• [DATA LINES]
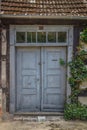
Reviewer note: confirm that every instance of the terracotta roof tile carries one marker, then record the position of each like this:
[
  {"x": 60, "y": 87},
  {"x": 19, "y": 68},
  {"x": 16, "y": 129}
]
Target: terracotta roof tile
[{"x": 44, "y": 7}]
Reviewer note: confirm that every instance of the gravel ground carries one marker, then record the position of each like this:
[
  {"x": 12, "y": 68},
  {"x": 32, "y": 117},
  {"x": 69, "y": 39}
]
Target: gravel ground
[{"x": 47, "y": 125}]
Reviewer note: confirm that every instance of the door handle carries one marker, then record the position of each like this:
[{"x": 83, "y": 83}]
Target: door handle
[{"x": 38, "y": 79}]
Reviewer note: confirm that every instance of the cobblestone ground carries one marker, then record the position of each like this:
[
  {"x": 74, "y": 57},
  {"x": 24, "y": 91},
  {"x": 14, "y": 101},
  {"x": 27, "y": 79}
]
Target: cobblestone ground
[{"x": 47, "y": 125}]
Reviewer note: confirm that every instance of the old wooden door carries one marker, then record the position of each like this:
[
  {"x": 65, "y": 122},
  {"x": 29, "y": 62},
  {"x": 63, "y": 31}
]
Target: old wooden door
[
  {"x": 53, "y": 79},
  {"x": 28, "y": 83},
  {"x": 40, "y": 79}
]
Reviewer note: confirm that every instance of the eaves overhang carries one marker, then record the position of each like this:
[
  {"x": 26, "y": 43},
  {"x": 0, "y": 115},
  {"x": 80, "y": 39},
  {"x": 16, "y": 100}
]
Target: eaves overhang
[{"x": 44, "y": 17}]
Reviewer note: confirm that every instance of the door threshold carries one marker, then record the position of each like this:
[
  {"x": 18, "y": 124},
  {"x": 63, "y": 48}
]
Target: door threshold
[{"x": 39, "y": 114}]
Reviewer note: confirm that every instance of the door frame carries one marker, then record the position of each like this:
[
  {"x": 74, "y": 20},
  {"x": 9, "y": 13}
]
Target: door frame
[{"x": 14, "y": 46}]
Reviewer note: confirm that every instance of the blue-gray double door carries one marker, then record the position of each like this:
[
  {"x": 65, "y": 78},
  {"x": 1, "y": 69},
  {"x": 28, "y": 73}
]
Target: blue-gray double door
[{"x": 40, "y": 79}]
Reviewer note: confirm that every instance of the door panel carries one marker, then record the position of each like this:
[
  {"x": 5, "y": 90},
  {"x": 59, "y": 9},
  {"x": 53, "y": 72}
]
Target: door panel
[
  {"x": 28, "y": 79},
  {"x": 40, "y": 79},
  {"x": 54, "y": 79}
]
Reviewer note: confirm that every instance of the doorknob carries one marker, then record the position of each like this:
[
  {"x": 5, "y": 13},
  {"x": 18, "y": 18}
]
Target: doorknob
[{"x": 37, "y": 79}]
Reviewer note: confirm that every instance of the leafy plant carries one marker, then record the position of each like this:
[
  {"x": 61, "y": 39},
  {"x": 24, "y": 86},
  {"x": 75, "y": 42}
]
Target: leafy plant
[
  {"x": 75, "y": 111},
  {"x": 78, "y": 70}
]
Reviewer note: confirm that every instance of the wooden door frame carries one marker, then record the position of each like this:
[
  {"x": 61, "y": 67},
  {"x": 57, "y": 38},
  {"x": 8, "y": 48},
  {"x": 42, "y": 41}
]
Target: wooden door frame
[{"x": 13, "y": 48}]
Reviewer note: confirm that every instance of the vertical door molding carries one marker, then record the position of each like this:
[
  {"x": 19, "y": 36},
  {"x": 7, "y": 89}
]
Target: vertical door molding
[
  {"x": 12, "y": 69},
  {"x": 12, "y": 79},
  {"x": 69, "y": 58}
]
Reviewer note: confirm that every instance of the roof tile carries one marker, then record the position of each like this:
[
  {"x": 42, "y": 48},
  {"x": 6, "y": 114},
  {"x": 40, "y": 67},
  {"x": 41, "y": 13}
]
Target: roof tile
[{"x": 44, "y": 7}]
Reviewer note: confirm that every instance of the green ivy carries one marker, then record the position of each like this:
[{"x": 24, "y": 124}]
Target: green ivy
[{"x": 78, "y": 70}]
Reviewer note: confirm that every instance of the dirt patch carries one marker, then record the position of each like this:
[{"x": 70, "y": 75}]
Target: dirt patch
[{"x": 48, "y": 125}]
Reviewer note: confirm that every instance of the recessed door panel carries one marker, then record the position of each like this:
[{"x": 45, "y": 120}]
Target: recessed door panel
[
  {"x": 40, "y": 79},
  {"x": 28, "y": 79},
  {"x": 54, "y": 79}
]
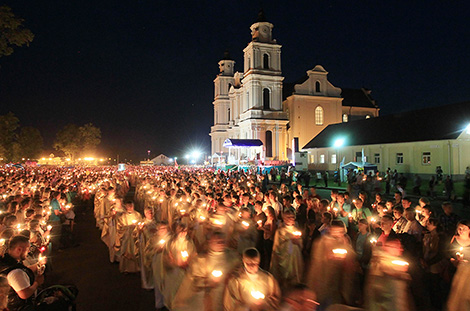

• [PROBLEM DETAILS] Starting at the line containing "Reviewer note: confirm that every instance of the vertical" and continuing through the end of the data, write out those lines again with every "record the position" changed to "note the location" and nothing else altered. Do not include the pictures.

• [RESULT FOR THIS EXERCISE]
Reviewer note: confirm that every instance of the vertical door molding carries one marker, then note the location of each like this:
[
  {"x": 19, "y": 36},
  {"x": 7, "y": 89}
]
Target: vertical door molding
[
  {"x": 12, "y": 69},
  {"x": 12, "y": 79},
  {"x": 69, "y": 58}
]
Reviewer note: confirm that every instance of the roof tile carries one marker, then note the location of each like this:
[
  {"x": 42, "y": 48},
  {"x": 6, "y": 114},
  {"x": 40, "y": 67},
  {"x": 41, "y": 13}
]
Target: roof tile
[{"x": 44, "y": 7}]
Reviewer note: confirm that every instance of the green ivy carries one marker, then note the location of each like this:
[{"x": 24, "y": 124}]
Target: green ivy
[{"x": 78, "y": 70}]
Reviewer note: confirm that every instance of the dirt patch carries one marker, then note the location of each like this:
[{"x": 70, "y": 75}]
Target: dirt patch
[{"x": 48, "y": 125}]
Reviewer note: confirm that every instance of the recessed door panel carries one marker, then note the location of each like this:
[{"x": 45, "y": 120}]
Target: recessed door panel
[
  {"x": 40, "y": 79},
  {"x": 28, "y": 79},
  {"x": 54, "y": 79}
]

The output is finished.